▸ YOUR TASKS:
1) Decide whether each statement below agrees with the passage on MCAK expression in colorectal cancer, answering yes or no and quoting the deciding words of the text: (a) high MCAK expression in colorectal tumours was associated with venous invasion; (b) the gastric cancer study found lower MCAK expression in cancer tissue than in nonmalignant tissue; (c) high MCAK expression was an independent prognostic factor for overall survival.
2) Pick up the passage on MCAK expression in colorectal cancer after its final sentence and continue it.

▸ TEXT BLOCK:
Clinicopathological analysis revealed that tumours with high MCAK expression were associated with lymph node metastasis, venous invasion, peritoneal dissemination and advanced Dukes' stage. In our previous study on gastric cancer, MCAK gene expression in cancer tissues was significantly higher than expression in nonmalignant tissue, and elevated MCAK expression was significantly associated with lymphatic invasion and lymph node metastasis (Nakamura et al, 2007). These results suggest that MCAK plays a pivotal role in the progression of colorectal cancer and gastric cancer. Moreover, in both studies, patients with high MCAK expression had a poorer survival rate than those with low MCAK expression, and high MCAK expression was an independent prognostic factor for overall survival in the Cox proportional hazard regression model. To our knowledge, this is the first report on correlations between MCAK gene expression and clinicopathological factors in colorectal cancer. In the majority of colorectal cancer reports, gene expression is secondary to TNM or Dukes' classification as a prognostic marker. Because its expression is an independent prognostic factor, the expression profile of MCAK may contribute to the creation of a new clinical classification system.

▸ PROVIDED DATA:
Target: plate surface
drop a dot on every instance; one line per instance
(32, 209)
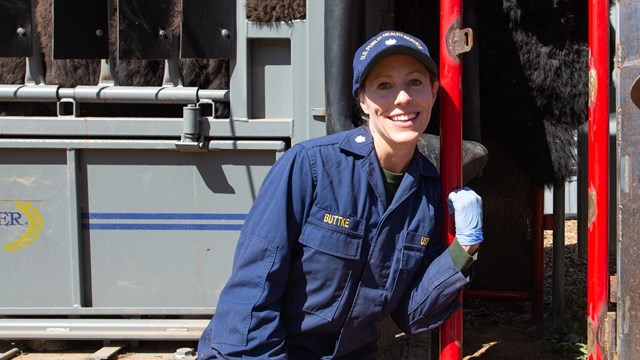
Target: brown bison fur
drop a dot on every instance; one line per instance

▸ ANSWERS IN ORDER:
1)
(a) Yes: "tumours with high MCAK expression were associated with lymph node metastasis, venous invasion, peritoneal dissemination and advanced Dukes' stage"
(b) No: "MCAK gene expression in cancer tissues was significantly higher than expression in nonmalignant tissue"
(c) Yes: "high MCAK expression was an independent prognostic factor for overall survival in the Cox proportional hazard regression model"

2)
Another aspect of this study is the relationship between MCAK expression and lymphatic extension. Interestingly, multivariate analysis for lymph node metastasis revealed that MCAK mRNA expression is a good predictor of lymph node metastasis. Lymph node metastases are the most important predictors of survival in non-stage IV colorectal cancer (Schumacher et al, 2007). Today, we have several options for curative treatment of early colorectal cancer, such as endoscopic mucosal resection (EMR), endoscopic submucosal dissection (ESD) and laparoscopic-assisted colectomy with regional lymphadenectomy. In limited cases, patients are eligible for such less invasive surgery. Patients suitable for those endoscopic treatments are selected by the preoperative diagnosis of lymph node metastasis, such as macroscopic type, tumour size, presence of an ulcer and histology of biopsy specimens. However, some patients are misdiagnosed and actually do have lymph node metastasis before the operation. By incorporating the genetic diagnosis of MCAK gene expression, preoperative selection for patients without lymph node metastasis may be possible. Furthermore, it has been reported that with SELEX, MCAK was detected in the peripheral blood of a colon cancer patient (Scanlan et al, 2002), suggesting that the blood level of MCAK can be used for the prediction of lymph node metastasis. The analysis of MCAK using biopsied specimens and blood samples could provide a more accurate evaluation, which might translate to minimally invasive treatments for early colorectal cancer.

In conclusion, the expression of MCAK in colorectal cancer was elevated respective to levels in normal colorectal tissue, and this overexpression was associated with lymph node metastasis, venous invasion, peritoneal dissemination and poor prognosis. In particular, MCAK mRNA overexpression was associated with prognosis and lymph node metastasis in a multivariate analysis. Therefore, MCAK could be a useful predictive marker of lymph node metastasis, which might permit minimally invasive and curative treatments combining EMR and ESD for early colorectal cancer.